Irish Water will not get the power to disconnect supplies
HOUSEHOLDERS who refuse to pay their water charges will not be cut off and will have to be taken to court to secure payment.
The Government has decided that Irish Water will not be allowed to disconnect homes, and will instead have to take legal action against those who refuse to pay bills.
The decision could lead to difficulties for the commercial semi-state which is expected to collect around €500m a year from domestic customers from January 2015.
Difficulties arise because other utilities such as Bord Gais and ESB can disconnect supplies for non-payment, but Irish Water will not have the powers.
The details are contained in the Water Services Bill, published last night.
It says that bills will be based on a "water charges plan", to be submitted to independent regulator the Commission for Energy Regulator (CER) next year.
While Irish Water will have the power to reduce the supply, meaning that appliances such as washing machines and dishwashers cannot be used, it cannot disconnect customers.
"Irish Water shall not, by reason of a charge in respect of a dwelling being wholly or partly unpaid, discontinue the supply of water to that dwelling either temporarily or perman- ently," the bill says.
========
= EXERCISE PROMPT =
Continue the news article about Irish Water being denied the power to disconnect supplies, starting after its last sentence.

= SUPPLIED INFORMATION =
========
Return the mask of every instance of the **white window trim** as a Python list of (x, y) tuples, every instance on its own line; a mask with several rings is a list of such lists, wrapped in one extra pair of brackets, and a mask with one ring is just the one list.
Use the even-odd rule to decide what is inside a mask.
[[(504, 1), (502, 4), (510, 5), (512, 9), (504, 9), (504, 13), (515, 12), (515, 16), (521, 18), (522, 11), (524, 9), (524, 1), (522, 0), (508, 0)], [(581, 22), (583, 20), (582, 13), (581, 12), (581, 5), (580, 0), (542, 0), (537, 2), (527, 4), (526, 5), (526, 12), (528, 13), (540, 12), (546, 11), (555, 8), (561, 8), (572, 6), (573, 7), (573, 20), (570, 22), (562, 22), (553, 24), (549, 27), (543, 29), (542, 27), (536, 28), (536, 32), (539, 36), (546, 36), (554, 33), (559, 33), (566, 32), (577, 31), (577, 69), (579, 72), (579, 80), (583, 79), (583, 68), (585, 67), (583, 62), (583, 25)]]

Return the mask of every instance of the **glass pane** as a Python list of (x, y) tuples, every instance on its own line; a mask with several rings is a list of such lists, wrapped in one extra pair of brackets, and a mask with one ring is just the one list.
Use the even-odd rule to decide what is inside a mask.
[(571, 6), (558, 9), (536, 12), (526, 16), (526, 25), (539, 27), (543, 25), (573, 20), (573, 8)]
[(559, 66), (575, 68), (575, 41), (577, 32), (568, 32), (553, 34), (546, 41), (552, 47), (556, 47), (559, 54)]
========
= EXERCISE ANSWER =
"Where a customer fails to pay a charge . . . it shall be recoverable by Irish Water as a simple contract debt in any court of competent jurisdiction."
While the legislation does not allow for fines to be imposed by the courts for non-payment, the company has a number of options to secure payment.
If a court orders that the money is paid, and it is not, then Irish Water can seek an attachment order, where the unpaid bill is taken directly from earnings or social welfare payments.
It can also ask that the charge is registered against the property, meaning the home cannot be sold until the money is paid, or they can seek the person's commital to jail for non-payment.
It is understood that in these cases, the homeowner would still be liable for the unpaid debt upon release from prison.
The Department of the Environment said disconnections were not allowed because access to water was considered a basic human right.
A spokesman said the treatment of low-income families and people with medical conditions would be considered by Government before charges were introduced.
The amount of 'free' water to be provided to families, before charges were levied, had yet to be decided.
Irish Water said it was "reviewing" the proposed legislation before commenting.
The Water Services (No 2) Bill, published yesterday, sets out the role that commercial semi-state company Irish Water will have in delivering water services to more than 1.35 million households. It will be introduced to the Seanad on Wednesday, and the Government hopes to have it passed into law before Christmas.
The junior minister at the Department of the Environment, Fergus O'Dowd, said the transfer of powers to Irish Water was part of a "fundamental reform" of water services.
He added it would help guarantee a supply for communities and help attract water- intensive industries including ICT (information and communications technology) and pharma-chem companies.